→ **SUPPLIED PASSAGE**
Even before Corona, our workplaces were on their way to becoming digital. The demands of a global workforce – collaboration over vast distances, continuous mobile communication, home office, and flexible working hours – have provided enterprises with a unique set of challenges and opportunities that only our digital age could tackle. Of course, Corona has made the demand for the solutions acute, and rapid adoption essential. A transformation that should have been driven by strategy was hijacked by necessity. 2021 will continue to see swift implementation of digital workplace solutions, but with a year’s worth of experience, organizations and enterprises are likely to shift their focus back to their long-term strategic and planning goals. Here’s what we think you’ll see in 2021:
1.) Strategy
The move to the digital workplace in 2020 was driven less by strategic deliberation and more by the emergency. Now that we have all these digital tools to make home office and distanced working possible, we have to decide where they fit in our long-term digital plans and how we can get the most out of our investment. In some cases, we may decide that we need different digital workplace solutions, or we may discover that some of the solutions we’ve implemented don’t meet our needs or long-term goals. Additionally, many companies focused on isolated solutions, such as MS Teams, or focused only on communication or VPN tools instead of developing a holistic approach. Going forward, digital workplace goals will focus on finding the right tools and solutions, and developing more holistic approaches to the needs of digital workplaces, depending on business, security, and work needs. 2021 will be the year of digital workplace strategy.
2.) Governance
Just as digital strategy took a backseat to home office necessity, governance gave way to relaxed rules and open structures. These will prove to be wins in the long-term both for enterprises and their employees; enterprises were forced into uncomfortable territory by the Corona pandemic, but the gains in flexibility will likely be a boon to productivity. But businesses still need to protect their infrastructure – centralized or not – and ensure data privacy and security. As Gartner’s “6 Trends on the Gartner Hype Cycle for the Digital Workplace, 2020” reports, one of the trends from 2020 has been “Bring your own thing to the digital workplace.” This means that a lot of employee-owned devices, like “fitness bands, smart lights, air filters, voice assistants, smart earbuds” or even mobile phones, tablets, and laptops, are now connected to or interact regularly with enterprise systems. The question for enterprise IT is how to ensure the security of their environment and how to protect data privacy. This might entail VPNs, approval processes, defining how and when certain devices may be used with enterprise systems. These are governance questions, and they will form the backbone of any digital workplace strategy going forward.
3.) Process Automation
Once the strategy and governance questions have been settled, enterprises will want to automate the processes for accessing digital workplace solutions, installing and managing security and data privacy protocols, and where necessary, approving and on-boarding the use of employee-owned devices for access to enterprise IT. This step is crucial to making sure your employees can work without unnecessary delays or bureaucratic hurdles. It will also add to productivity and enhance the overall quality of workplace satisfaction. Process automation will include enterprise app marketplaces as well as a robust intranet where processes can be communicated and documented, and employees can collaborate on business-critical activities no matter where or how they work.

Natural-language descriptions of regions:
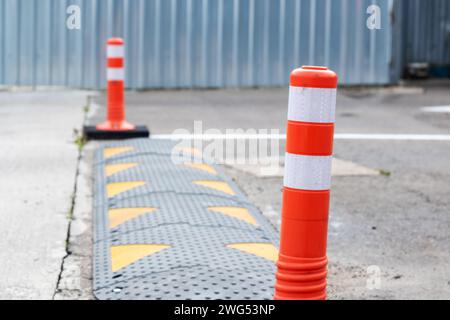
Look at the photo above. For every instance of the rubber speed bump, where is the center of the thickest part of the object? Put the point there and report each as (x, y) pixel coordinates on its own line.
(119, 216)
(192, 235)
(264, 250)
(111, 152)
(115, 168)
(115, 188)
(236, 212)
(122, 256)
(216, 185)
(201, 166)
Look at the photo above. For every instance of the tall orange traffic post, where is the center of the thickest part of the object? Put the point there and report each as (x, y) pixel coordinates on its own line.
(115, 126)
(302, 263)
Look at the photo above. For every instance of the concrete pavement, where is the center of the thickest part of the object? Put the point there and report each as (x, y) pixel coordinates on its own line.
(395, 226)
(38, 164)
(397, 222)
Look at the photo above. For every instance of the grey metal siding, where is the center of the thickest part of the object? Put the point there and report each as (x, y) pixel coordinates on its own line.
(193, 43)
(427, 31)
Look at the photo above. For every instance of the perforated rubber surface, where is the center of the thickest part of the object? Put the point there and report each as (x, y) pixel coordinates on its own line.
(183, 244)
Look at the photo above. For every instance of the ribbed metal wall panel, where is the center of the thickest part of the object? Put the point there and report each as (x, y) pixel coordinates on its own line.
(427, 31)
(193, 43)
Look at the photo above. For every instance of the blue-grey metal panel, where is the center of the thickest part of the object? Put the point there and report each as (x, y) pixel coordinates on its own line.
(193, 43)
(427, 31)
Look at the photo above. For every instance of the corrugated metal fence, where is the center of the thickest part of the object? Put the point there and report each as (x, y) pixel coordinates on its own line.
(193, 43)
(427, 31)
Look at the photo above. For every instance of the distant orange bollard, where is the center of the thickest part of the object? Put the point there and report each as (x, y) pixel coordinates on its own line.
(115, 77)
(115, 127)
(302, 264)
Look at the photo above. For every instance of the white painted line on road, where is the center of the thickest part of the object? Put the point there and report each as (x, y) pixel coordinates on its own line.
(437, 109)
(337, 136)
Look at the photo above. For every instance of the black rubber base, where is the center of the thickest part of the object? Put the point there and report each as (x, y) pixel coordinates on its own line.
(91, 133)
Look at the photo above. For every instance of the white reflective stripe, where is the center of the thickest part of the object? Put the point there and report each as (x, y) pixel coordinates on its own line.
(307, 172)
(115, 74)
(312, 104)
(115, 51)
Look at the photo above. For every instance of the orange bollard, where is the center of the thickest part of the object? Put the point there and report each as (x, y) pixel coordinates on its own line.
(115, 127)
(302, 263)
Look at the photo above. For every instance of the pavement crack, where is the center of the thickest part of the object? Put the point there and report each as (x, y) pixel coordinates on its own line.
(72, 207)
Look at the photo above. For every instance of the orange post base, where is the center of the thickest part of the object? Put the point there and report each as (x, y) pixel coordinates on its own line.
(115, 126)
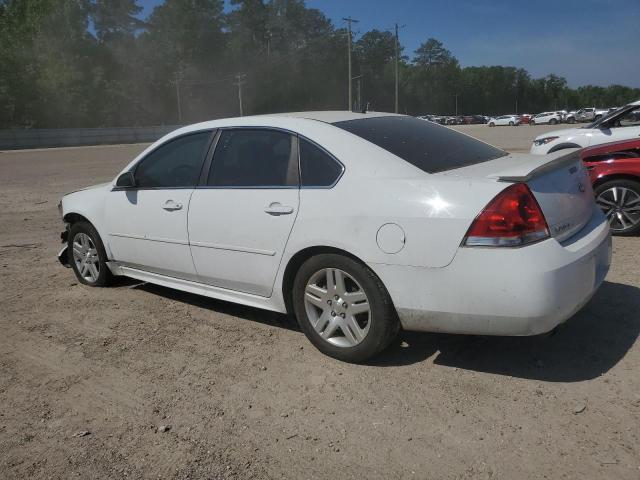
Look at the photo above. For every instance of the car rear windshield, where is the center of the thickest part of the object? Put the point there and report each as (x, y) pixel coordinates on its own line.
(430, 147)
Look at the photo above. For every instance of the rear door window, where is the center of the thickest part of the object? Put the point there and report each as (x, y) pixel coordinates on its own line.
(428, 146)
(174, 164)
(317, 167)
(259, 158)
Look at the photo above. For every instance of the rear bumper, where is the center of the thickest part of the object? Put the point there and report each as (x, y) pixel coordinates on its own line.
(520, 291)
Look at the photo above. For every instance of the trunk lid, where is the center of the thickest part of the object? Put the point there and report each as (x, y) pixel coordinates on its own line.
(559, 182)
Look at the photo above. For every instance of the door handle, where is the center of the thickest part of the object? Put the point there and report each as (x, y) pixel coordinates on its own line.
(170, 205)
(278, 209)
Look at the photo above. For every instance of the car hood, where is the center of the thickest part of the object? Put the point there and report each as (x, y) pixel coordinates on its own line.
(565, 132)
(91, 187)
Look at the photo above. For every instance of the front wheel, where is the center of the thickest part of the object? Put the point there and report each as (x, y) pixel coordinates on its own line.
(343, 308)
(87, 255)
(620, 201)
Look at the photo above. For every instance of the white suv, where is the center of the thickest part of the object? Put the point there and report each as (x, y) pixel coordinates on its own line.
(622, 124)
(551, 118)
(510, 120)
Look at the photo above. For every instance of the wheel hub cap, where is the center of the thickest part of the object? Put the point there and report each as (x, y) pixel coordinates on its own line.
(337, 307)
(622, 207)
(85, 257)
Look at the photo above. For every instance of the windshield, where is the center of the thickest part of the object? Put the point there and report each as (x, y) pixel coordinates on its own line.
(428, 146)
(609, 116)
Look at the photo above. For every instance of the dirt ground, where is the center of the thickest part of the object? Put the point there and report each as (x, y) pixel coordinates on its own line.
(88, 376)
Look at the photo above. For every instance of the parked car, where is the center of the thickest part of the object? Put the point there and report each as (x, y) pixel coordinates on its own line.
(551, 118)
(453, 121)
(524, 119)
(590, 114)
(277, 212)
(614, 169)
(569, 116)
(622, 124)
(502, 120)
(473, 119)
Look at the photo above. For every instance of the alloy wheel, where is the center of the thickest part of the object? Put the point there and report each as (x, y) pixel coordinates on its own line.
(85, 257)
(622, 207)
(337, 307)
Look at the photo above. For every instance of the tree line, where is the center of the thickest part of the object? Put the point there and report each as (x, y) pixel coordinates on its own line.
(90, 63)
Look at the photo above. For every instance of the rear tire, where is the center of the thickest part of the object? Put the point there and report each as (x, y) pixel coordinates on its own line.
(89, 258)
(343, 308)
(616, 197)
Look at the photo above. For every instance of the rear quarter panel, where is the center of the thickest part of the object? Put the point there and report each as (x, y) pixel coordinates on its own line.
(434, 213)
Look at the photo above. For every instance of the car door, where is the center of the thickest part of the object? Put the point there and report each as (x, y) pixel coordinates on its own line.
(241, 218)
(147, 223)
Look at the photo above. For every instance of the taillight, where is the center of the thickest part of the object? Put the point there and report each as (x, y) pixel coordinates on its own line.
(513, 218)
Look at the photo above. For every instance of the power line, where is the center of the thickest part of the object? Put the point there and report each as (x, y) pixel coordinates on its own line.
(349, 21)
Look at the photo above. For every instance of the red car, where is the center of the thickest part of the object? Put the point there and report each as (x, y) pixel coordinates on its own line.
(614, 169)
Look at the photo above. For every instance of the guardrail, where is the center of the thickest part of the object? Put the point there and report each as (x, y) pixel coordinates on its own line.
(74, 137)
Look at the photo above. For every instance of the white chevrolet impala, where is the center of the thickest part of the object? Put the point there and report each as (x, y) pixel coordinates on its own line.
(359, 224)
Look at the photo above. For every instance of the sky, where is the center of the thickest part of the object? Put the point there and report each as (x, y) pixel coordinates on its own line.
(593, 42)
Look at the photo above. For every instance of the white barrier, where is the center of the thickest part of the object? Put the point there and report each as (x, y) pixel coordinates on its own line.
(73, 137)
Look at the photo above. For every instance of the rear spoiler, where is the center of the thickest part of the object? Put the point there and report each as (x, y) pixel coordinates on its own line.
(532, 168)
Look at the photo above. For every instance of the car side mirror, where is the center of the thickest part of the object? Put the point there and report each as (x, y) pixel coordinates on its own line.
(126, 180)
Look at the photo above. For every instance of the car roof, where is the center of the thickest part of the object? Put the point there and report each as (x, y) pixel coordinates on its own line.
(332, 116)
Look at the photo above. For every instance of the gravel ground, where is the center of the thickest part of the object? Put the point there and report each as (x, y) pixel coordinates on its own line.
(139, 381)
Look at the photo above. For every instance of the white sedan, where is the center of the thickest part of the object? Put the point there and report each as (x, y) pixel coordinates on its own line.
(358, 224)
(621, 124)
(504, 120)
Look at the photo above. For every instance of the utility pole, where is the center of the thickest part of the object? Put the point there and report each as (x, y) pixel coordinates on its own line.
(349, 21)
(177, 82)
(239, 82)
(397, 62)
(358, 79)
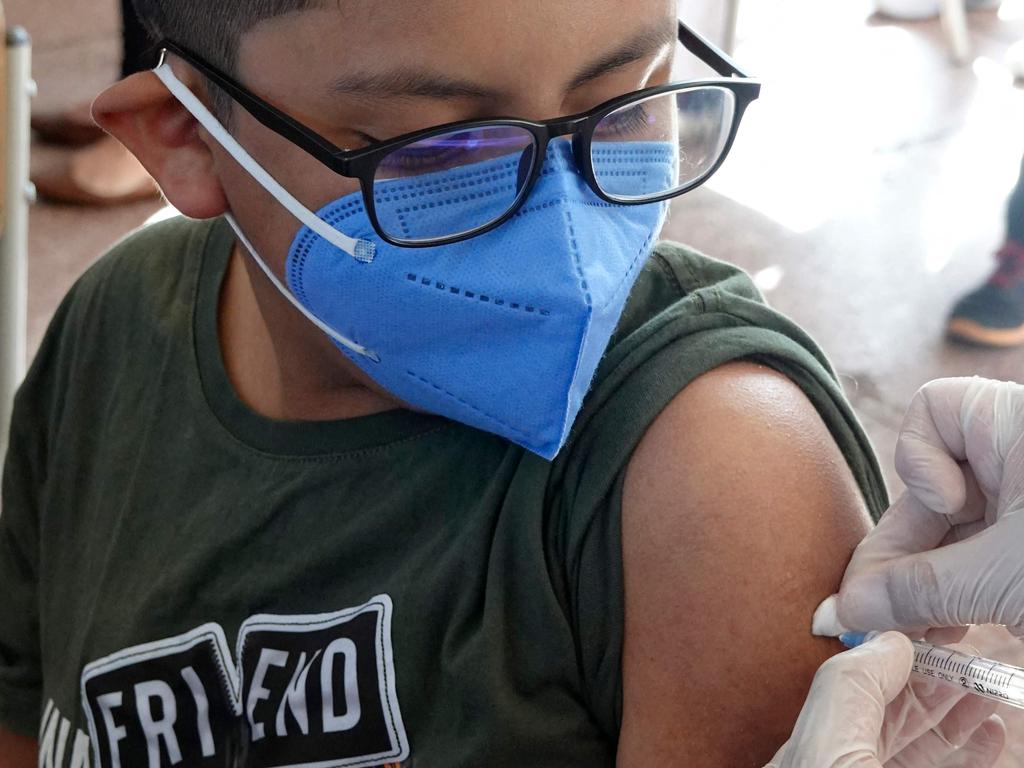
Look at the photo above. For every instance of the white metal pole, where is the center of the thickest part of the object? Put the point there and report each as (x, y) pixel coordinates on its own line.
(729, 26)
(954, 22)
(14, 240)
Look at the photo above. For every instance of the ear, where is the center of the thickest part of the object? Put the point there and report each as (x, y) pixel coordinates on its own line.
(143, 116)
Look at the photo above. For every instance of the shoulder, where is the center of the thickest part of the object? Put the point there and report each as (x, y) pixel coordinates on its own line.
(673, 272)
(738, 515)
(136, 296)
(146, 267)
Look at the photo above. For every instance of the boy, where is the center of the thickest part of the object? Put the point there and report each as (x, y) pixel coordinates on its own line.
(300, 488)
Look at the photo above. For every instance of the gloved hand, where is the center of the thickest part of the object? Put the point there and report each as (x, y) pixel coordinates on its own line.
(950, 551)
(861, 714)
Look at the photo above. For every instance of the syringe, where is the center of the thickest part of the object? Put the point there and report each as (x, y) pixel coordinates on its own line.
(983, 677)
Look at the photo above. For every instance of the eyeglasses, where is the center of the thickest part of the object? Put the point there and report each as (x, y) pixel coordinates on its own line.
(643, 147)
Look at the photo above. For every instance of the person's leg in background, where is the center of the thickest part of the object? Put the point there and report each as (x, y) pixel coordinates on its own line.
(101, 173)
(993, 314)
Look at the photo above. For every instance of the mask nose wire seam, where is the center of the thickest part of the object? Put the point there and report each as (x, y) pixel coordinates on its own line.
(347, 343)
(360, 250)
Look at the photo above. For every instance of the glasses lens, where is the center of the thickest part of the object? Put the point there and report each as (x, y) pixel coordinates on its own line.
(665, 143)
(453, 183)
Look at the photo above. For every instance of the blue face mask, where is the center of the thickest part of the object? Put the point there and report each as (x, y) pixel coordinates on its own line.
(503, 332)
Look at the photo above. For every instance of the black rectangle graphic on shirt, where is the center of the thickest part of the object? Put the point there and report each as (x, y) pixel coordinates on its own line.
(317, 689)
(169, 702)
(309, 691)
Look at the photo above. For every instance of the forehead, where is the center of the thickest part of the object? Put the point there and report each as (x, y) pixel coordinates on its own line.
(501, 42)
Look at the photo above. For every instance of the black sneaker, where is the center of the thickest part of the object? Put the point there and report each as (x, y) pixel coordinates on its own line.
(993, 314)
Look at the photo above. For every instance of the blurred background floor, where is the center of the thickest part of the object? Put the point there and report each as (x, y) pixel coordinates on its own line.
(865, 192)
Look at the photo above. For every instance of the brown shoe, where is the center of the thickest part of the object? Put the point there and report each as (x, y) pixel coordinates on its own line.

→ **TASKS AND EXERCISES**
#1 Write out the passage on digital workplace trends between "3.) Process Automation" and "how they work.", inclusive.
#2 Extend the passage on digital workplace trends past its final sentence.

→ **RESULTS OF THE EXERCISE**
#1
3.) Process Automation
Once the strategy and governance questions have been settled, enterprises will want to automate the processes for accessing digital workplace solutions, installing and managing security and data privacy protocols, and where necessary, approving and on-boarding the use of employee-owned devices for access to enterprise IT. This step is crucial to making sure your employees can work without unnecessary delays or bureaucratic hurdles. It will also add to productivity and enhance the overall quality of workplace satisfaction. Process automation will include enterprise app marketplaces as well as a robust intranet where processes can be communicated and documented, and employees can collaborate on business-critical activities no matter where or how they work.

#2
From Pandemic to Strategy
How do you take the environment you have, gifted to you by unexpected and extreme circumstances, and turn it into a long-term and sustainable digital workplace strategy?
- Assess employee experiences. Have the tools you’ve implemented during Corona or even before added value to their work lives? Can they work faster and more effectively? Are they able to communicate more easily, share important information, and make better, smarter decisions? Are the tools intuitive, user-friendly, and easy to use? If they are, great! If not, then it’s time to start looking around for new and better options.
- Find out what you have. One of the challenges facing any digital workplace is Shadow IT, low-cost cloud-based solutions that may not have been onboarded through the normal channels, and may not be a part of your planning. They might include communications tools like Zoom, Slack, Discord, writing and collaboration tools such as Evernote, among many others. Find those solutions and add those to your inventory of digital workplace tools. That list is key to your next steps, deciding what to keep based on cost, employee experience, and workplace need.
- Decide on long-term digital workplace goals. Maybe the Corona Crisis has won you over to the notion of home office, and your goal now is to make it so everyone can work from home. Maybe you would like to keep a hybrid model, giving flexibilities to those who really need it, but maintaining an office culture. Or maybe your business requires mobile, globally accessible workplaces. Whatever the case may be, this will form your strategy: how do you want your workplace to look and operate in ten years, and how are you going to get there.
- Establish, centralize and automate key processes. Whether it’s an app store to give employees easy and quick access to tools and solutions, or centralized on-boarding and training processes, your digital workplace requires automatic processes. Trigger tickets, alerts, and emails when new employees come on-board, when existing employees change roles, or with the implementation of new tools and processes. Tools such as an intranet can give employees quick and easy access to continuously updated information and applications, wherever and whenever they need them.
However, you decide to tackle the problem of strategy, make sure you have the right tools and processes in place to support that strategy.